§ SHORT TASK A
Return the passage of the game review that opens with the words containing "When I first" and closes with "luxury passenger ship.", copied word for word.

§ TEXT EXTRACT
_ _ _

Game #25: Escape to New York, by Richard Otter
Played On: 10/31/2005 (9:45 AM to 11:35 AM)
Unofficial Score: 7.5 (7.0 base with +0.5 skew)

     When I first looked at the list of competition game titles this year, certain visuals came to mind. In the case of Escape to New York, I imagined a rough-talking, scruffy Snake Plisskin returning to the island-turned-prison in John Carpenter’s cult classic. However, Richard Otter’s game has nothing at all in common with the Kurt Russell flick Escape from New York. The game is set entirely aboard a large luxury passenger ship.

     Have I begun every Adrift game review with commentary on the Adrift runner? Well, here goes again. It would be nice if “script” or “script on” worked, without the need to turn on logging from the top menu. I had the bright idea to play Escape to New York in the Gargoyle implementation of SCARE, hoping to avoid the inline parsing oddity I’ve noticed when trying to make comments, but I couldn’t find a way to turn on a transcript. I also don’t like that Adrift doesn’t provide an “undo” option upon losing the game. In some ways, that might make things too easy, but it was sorely missed when I had to replay a part when I hadn’t recently saved, where a single “undo” would have helped.

     However, I should also say that I’m liking Adrift’s special features more and more. The mapping window is great, and I noticed today that I could email the author just by clicking on his email address when it appears on the title screen.

     The game isn’t too difficult, but one particularly confusing quirk had me checking the walkthrough in Part 3. You’re supposed to hide something in Part 2, and then find a way to retrieve it in the following part. I found a way, and it avoided triggering an event that was supposed to move the story forward to Part 4. So, I stumbled around trying to make things happen, exploring the upper decks, putting the PC’s thieving skills to good use. When I finally felt that I had done as much as possible, I checked the walkthrough. Fortunately, the game wasn’t unwinnable, and I didn’t have to start over. I just had to return to the lower deck with all the appropriate stuff, and then leave again.

     The puzzles make sense and are pretty well clued. Most of hidden items are extras – loot that will ultimately contribute to a higher score. I found one important item very early (this was something different), and was pleased to see it clued later in the game at a time when it’s actually needed. I missed the cap, which isn’t trivial, but I did pretty well solving everything but some of the bonus puzzles. I didn’t try a play-through based strictly on the walkthrough, but as far as I can tell, it leaves a few points unearned. I can tell that Richard intended this to be a game with some replay value. Now isn’t the time to strive for a higher score – I still have more competition games to finish – but I think this would probably work outside the competition.

_ _ _

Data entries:
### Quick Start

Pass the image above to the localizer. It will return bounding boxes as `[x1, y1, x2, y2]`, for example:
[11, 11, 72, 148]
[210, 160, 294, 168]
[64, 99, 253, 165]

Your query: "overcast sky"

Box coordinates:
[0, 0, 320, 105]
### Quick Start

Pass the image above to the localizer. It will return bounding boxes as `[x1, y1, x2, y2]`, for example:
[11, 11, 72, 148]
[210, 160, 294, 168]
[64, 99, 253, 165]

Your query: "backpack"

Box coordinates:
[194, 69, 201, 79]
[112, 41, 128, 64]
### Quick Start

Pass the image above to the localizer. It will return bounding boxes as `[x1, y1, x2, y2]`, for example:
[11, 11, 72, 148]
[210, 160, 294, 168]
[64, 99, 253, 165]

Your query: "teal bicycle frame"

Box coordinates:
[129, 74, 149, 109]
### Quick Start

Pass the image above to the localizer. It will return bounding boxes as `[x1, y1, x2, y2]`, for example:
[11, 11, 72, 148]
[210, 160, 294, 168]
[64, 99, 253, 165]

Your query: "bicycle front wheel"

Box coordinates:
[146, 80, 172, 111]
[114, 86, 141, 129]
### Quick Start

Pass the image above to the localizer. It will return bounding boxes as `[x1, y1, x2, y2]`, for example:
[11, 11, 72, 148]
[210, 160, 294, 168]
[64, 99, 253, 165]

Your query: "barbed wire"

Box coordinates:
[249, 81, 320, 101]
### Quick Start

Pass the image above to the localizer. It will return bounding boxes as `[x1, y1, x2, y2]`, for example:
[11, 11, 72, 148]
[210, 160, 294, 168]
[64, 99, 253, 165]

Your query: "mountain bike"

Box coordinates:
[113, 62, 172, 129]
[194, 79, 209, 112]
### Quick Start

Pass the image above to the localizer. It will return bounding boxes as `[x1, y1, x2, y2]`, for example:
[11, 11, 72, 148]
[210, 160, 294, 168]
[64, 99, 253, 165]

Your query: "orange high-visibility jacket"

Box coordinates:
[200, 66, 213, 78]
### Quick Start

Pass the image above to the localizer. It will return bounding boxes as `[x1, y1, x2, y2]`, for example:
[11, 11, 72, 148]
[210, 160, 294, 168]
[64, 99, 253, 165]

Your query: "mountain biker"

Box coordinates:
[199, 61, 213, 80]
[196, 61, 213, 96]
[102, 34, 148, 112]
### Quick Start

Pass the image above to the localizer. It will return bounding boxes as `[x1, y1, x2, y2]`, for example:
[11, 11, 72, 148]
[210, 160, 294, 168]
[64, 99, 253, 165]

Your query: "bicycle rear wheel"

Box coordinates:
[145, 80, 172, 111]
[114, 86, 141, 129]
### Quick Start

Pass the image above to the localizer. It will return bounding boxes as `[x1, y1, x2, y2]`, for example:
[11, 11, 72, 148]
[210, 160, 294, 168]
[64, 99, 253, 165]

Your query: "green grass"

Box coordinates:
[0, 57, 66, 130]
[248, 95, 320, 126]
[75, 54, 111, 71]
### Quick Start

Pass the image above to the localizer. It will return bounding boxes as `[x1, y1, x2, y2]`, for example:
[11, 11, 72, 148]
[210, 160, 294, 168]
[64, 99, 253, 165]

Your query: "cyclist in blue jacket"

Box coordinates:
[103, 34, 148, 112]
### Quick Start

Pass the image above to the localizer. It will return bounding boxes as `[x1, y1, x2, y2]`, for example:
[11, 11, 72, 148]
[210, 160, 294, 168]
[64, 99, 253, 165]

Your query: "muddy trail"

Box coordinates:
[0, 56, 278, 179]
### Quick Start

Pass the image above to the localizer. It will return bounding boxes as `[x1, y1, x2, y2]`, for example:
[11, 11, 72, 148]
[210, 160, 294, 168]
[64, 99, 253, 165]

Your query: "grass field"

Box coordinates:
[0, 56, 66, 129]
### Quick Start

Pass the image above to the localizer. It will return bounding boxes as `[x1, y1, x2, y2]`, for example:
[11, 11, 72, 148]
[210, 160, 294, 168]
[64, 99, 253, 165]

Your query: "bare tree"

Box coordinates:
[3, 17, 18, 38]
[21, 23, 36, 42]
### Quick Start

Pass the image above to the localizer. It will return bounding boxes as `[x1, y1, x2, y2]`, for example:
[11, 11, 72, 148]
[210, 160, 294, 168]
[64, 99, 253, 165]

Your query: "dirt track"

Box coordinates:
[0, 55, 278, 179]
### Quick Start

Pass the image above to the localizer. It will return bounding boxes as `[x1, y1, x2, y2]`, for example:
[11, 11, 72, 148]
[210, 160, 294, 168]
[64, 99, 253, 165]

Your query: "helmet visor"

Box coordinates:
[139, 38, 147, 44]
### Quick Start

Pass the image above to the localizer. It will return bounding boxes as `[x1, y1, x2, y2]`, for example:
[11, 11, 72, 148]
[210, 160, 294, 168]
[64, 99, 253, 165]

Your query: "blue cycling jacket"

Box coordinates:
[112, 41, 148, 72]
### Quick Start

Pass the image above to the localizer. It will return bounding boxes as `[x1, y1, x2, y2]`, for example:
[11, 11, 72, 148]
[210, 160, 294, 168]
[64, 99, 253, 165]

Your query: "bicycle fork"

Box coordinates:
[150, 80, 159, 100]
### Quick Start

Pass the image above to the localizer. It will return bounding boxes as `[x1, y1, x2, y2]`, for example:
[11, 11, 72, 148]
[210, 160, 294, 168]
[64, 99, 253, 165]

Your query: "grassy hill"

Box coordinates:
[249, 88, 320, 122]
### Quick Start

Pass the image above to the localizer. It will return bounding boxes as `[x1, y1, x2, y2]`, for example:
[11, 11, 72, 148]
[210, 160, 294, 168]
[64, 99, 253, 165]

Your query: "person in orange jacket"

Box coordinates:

_ _ _

§ SHORT TASK B
Give the number of lines in the records above that contain the string "orange", treating uppercase and lowercase as different, and reply with that number only.

§ FULL OUTPUT A
When I first looked at the list of competition game titles this year, certain visuals came to mind. In the case of Escape to New York, I imagined a rough-talking, scruffy Snake Plisskin returning to the island-turned-prison in John Carpenter’s cult classic. However, Richard Otter’s game has nothing at all in common with the Kurt Russell flick Escape from New York. The game is set entirely aboard a large luxury passenger ship.

§ FULL OUTPUT B
2